What the task asks: Can you pick up the review of the book Dream City after its final sentence and keep writing it?

(Excerpted text)

Dream City: Race, Power, and the Decline of Washington, D.C., 1964-1994. - book reviews
Washington Monthly, April, 1994 by Mark Feldstein
Two years after he emerged from a federal penitentiary, Marion Barry is back. Decked out in African regalia, with a new wife at his side--his fourth, who is, like his second, a convicted felon--the former mayor plots his political comeback. From the D.C. Council he holds forth in his endless quest for respectability.
In their new book on the Barry era, Dream City, Harry S. Jaffe and Tom Sherwood remind us of how much damage Barry did to his adopted city, and especially to the poor he claimed to champion. Sherwood, who has covered him for nearly 20 years, first at The Washington Post and then at WRC-TV, and Jaffe, a writer for Washingtonian magazine, provide the first comprehensive political history of both the former mayor and the District of Columbia.
Along the way, the authors dish out some juicy tidbits. According to the book, Barry's own lawyer, Herbert Reid, said privately of the mayor, "If it walks, Marion fucks it. If it doesn't, he ingests it." Dream City is filled with stories suggesting Reid understood his client well. Once, Barry's second wife apparently got so tired of Barry's philandering that she put a pistol to his head, saying "Nigger, I'm tired of this shit. I'm gonna blow your fucking brains out."

(End Excerpted text)
(Dataset excerpts)

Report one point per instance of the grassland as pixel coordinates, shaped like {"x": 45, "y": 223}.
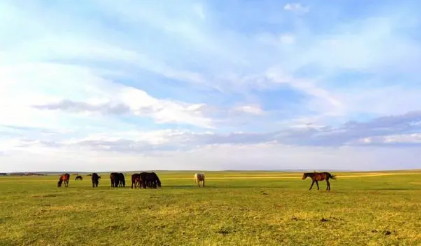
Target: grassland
{"x": 236, "y": 208}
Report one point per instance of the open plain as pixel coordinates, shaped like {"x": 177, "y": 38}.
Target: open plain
{"x": 235, "y": 208}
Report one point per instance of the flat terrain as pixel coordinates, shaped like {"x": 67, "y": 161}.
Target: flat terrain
{"x": 236, "y": 208}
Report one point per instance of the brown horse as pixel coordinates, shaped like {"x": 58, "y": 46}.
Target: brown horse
{"x": 95, "y": 179}
{"x": 136, "y": 180}
{"x": 64, "y": 178}
{"x": 316, "y": 177}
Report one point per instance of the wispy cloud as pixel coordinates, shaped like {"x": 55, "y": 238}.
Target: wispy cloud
{"x": 194, "y": 81}
{"x": 297, "y": 8}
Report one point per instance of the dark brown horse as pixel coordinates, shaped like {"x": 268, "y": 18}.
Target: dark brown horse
{"x": 64, "y": 178}
{"x": 95, "y": 179}
{"x": 150, "y": 180}
{"x": 136, "y": 180}
{"x": 316, "y": 177}
{"x": 117, "y": 180}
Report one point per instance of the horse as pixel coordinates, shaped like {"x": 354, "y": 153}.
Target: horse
{"x": 95, "y": 179}
{"x": 121, "y": 180}
{"x": 64, "y": 178}
{"x": 316, "y": 177}
{"x": 117, "y": 180}
{"x": 156, "y": 181}
{"x": 136, "y": 180}
{"x": 150, "y": 180}
{"x": 199, "y": 177}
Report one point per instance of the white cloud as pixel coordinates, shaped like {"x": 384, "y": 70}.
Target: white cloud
{"x": 38, "y": 83}
{"x": 255, "y": 156}
{"x": 296, "y": 8}
{"x": 251, "y": 109}
{"x": 287, "y": 39}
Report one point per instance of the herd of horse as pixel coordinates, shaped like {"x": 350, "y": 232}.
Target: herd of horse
{"x": 151, "y": 180}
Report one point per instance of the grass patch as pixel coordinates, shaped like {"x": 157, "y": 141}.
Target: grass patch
{"x": 236, "y": 208}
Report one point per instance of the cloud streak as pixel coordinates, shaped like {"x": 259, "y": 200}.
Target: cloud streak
{"x": 209, "y": 83}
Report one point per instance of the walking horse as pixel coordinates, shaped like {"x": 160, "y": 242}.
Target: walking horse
{"x": 316, "y": 177}
{"x": 64, "y": 178}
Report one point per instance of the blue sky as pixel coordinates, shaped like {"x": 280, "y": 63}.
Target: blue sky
{"x": 104, "y": 85}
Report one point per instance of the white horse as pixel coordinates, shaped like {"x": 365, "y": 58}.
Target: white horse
{"x": 199, "y": 177}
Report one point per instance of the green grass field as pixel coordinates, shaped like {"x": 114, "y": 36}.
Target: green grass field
{"x": 236, "y": 208}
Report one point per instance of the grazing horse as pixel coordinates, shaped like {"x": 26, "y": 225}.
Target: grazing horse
{"x": 155, "y": 179}
{"x": 136, "y": 180}
{"x": 117, "y": 180}
{"x": 150, "y": 180}
{"x": 121, "y": 180}
{"x": 95, "y": 179}
{"x": 64, "y": 178}
{"x": 316, "y": 177}
{"x": 199, "y": 177}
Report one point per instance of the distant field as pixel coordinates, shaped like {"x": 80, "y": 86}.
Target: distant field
{"x": 236, "y": 208}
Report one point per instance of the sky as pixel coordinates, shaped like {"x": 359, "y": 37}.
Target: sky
{"x": 104, "y": 85}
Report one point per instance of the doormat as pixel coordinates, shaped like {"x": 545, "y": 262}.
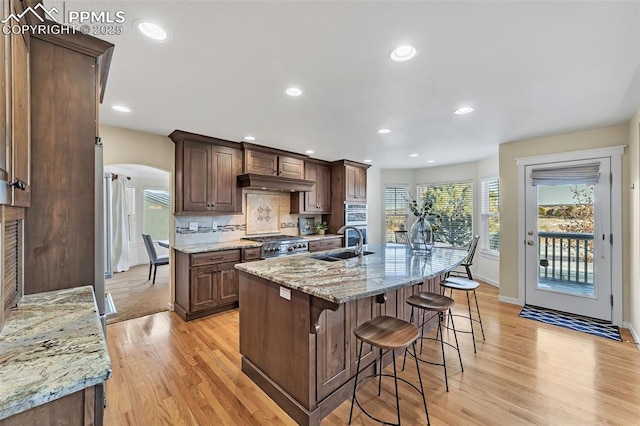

(End Dataset excerpts)

Exercise response:
But Dream City is more than a compilation of Barry's tawdry exploits. It is also a history of local Washington--black Washington-and its forgotten pain. The book weaves back and forth between the history of the city and the rise and fall of Barry, arguing that "Barry's descent... eerily mirrored the city's own decline." It's a compelling metaphor, but the authors never develop it, apparently unable to decide whether Barry's Washington is uniquely flawed or the victim of problems that afflict all of urban America.
The book's strength is the simple and real human drama of its story. It follows the "Chicken Express," the railroad cars that brought blacks north during the great migration from the South after World War II. Born in Itta Bena, Mississippi, Marion Barry was part of that migration. He began his life picking cotton in the Delta just as his slave ancestors did. He wore cardboard shoes. He never knew his father.
Barry's journey north took him first into the civil rights movement in Tennessee. About this time, his first wife divorced him, saying he "disappeared" and left her "impoverished." But Barry moved on. He adopted "Shepilov" as his middle name, after a Soviet propagandist. He became the first head of the Student Non-Violent Coordinating Committee, although his colleagues there say Barry ducked the Freedom Rides. In any case, political liberation became personal liberation for Barry, and he channelled his inchoate rage in a way that gave his life purpose.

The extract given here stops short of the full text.